**Given task**
Duplicate these lines without any changes.

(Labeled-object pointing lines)
▼

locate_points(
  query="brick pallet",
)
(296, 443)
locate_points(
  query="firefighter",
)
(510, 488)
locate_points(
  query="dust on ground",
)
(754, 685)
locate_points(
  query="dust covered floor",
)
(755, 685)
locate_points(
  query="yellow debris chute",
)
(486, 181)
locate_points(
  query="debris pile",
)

▲

**The answer**
locate_points(
  query="brick pallet",
)
(296, 443)
locate_points(
  query="firefighter",
)
(510, 488)
locate_points(
  query="dust on ground",
)
(754, 685)
locate_points(
  query="dust covered floor",
)
(755, 685)
locate_points(
  query="yellow debris chute",
)
(486, 181)
locate_points(
  query="debris pile",
)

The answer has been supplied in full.